══ Passage

Commentary: "Dollar democracy" in America
BEIJING, Sept. 20 (Xinhua) -- "A government of the people, by the people, for the people," a notion then U.S. President Abraham Lincoln mentioned in his 1863 Gettysburg Address, has often been quoted to describe the American-style democracy.
In fact, America's democracy reeks of the stink of money. The only touchstone to determine whether a government befits that people-centric notion is not through its words, but by examining whose interests it truly serves.
It is now increasingly clear that the so-called American democracy only protects the rich. From the subprime mortgage crisis in 2008 to the still-raging COVID-19 pandemic, the rich in the United States have always been the most protected group of people in trying times.
And when a crisis ends, America's rich usually get richer, while the poor poorer. Such exacerbated wealth inequality is often described by some Western economists as a "K-shaped recovery." The upward and downward strokes of the letter K are compared to how the wealthy and the poor would bounce back after in the post-recession period.
Facts have also proved that the so-called American democracy only speaks for the rich.
In a 2014 study by Princeton University and Northwestern University, after reviewing answers to 1,779 survey questions asked between 1981 and 2002 on U.S. public policy issues, experts found that economic elites and organized groups representing business interests have substantial independent impacts on U.S. government policy, while average citizens and mass-based interest groups have little or no independent influence.
While the median American household paid 14 percent of their income in federal taxes, the 25 richest Americans, according to an investigation by ProPublica, a nonprofit organization based in New York, paid a "true tax rate" of just 3.4 percent between 2014 and 2018 with their collective net worth rising by more than 400 billion U.S. dollars in the same period.
Another cold hard truth is that the American democracy is dictated by the rich.
"American democracy is an illusion. The people do not govern. Politicians respond almost exclusively to the desires of special interests and the wealthiest citizens," said Charles Wheelan, a senior lecturer at the Rockefeller Center at U.S. Dartmouth College.

════

# What the task asks
Reproduce word for word the part of the commentary that begins with "And when a crisis" and ends with "for the rich.". The lines that come next are separate material with no connection to the commentary.

══ Data section

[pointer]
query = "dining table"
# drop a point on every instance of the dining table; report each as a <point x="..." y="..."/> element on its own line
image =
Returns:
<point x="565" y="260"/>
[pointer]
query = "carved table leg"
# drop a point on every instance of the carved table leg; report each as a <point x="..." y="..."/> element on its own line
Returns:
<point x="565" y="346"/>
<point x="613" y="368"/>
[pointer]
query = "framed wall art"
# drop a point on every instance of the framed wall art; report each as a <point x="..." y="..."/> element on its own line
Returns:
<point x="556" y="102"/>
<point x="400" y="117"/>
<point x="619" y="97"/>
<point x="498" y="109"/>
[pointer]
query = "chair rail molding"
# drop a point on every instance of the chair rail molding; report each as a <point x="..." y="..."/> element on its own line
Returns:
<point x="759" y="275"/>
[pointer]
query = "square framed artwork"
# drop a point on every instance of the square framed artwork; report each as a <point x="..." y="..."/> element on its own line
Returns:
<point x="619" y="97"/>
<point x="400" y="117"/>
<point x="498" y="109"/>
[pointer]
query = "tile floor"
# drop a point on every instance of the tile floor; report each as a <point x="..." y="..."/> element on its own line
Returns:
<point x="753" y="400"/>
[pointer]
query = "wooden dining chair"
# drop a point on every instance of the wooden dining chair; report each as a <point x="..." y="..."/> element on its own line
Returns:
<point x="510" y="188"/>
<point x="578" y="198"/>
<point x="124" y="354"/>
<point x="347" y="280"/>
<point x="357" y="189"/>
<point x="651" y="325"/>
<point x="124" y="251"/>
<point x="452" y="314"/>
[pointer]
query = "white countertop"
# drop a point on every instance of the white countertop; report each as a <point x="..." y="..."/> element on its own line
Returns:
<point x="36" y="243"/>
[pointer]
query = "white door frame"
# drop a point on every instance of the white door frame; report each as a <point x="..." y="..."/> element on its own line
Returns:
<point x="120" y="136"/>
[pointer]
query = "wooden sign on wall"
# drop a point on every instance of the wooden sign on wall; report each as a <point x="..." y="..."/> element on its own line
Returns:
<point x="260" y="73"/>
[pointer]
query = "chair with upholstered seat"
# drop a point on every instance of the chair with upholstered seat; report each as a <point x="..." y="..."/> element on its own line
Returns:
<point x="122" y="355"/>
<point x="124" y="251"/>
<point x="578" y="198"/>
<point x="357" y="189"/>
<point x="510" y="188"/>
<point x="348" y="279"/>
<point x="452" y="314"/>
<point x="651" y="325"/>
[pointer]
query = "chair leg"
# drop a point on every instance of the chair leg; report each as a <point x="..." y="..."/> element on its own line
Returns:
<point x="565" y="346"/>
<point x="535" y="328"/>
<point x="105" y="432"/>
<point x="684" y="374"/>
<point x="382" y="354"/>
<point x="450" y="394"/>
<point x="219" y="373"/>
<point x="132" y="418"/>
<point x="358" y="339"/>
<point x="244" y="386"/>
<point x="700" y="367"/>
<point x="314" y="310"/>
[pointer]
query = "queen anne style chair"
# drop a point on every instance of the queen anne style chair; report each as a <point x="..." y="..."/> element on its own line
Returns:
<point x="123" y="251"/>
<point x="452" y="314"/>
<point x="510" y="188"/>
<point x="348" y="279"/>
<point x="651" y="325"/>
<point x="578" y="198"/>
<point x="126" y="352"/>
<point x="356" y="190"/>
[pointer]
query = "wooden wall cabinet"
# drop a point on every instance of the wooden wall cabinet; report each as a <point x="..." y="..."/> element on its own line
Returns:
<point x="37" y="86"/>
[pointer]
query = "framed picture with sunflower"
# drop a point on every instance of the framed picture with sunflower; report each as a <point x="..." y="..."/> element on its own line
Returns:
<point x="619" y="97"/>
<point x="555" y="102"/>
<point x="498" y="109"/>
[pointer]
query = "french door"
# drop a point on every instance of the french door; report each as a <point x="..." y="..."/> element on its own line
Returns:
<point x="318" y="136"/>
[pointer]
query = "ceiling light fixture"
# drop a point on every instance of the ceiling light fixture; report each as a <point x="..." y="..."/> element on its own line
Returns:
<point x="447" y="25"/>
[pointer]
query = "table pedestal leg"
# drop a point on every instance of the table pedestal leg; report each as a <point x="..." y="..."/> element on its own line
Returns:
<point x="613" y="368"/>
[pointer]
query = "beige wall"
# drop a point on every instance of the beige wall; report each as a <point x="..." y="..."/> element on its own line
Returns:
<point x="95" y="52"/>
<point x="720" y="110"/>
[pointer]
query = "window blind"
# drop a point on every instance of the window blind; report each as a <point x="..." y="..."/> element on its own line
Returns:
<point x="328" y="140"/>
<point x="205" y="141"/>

════

# Result
And when a crisis ends, America's rich usually get richer, while the poor poorer. Such exacerbated wealth inequality is often described by some Western economists as a "K-shaped recovery." The upward and downward strokes of the letter K are compared to how the wealthy and the poor would bounce back after in the post-recession period.
Facts have also proved that the so-called American democracy only speaks for the rich.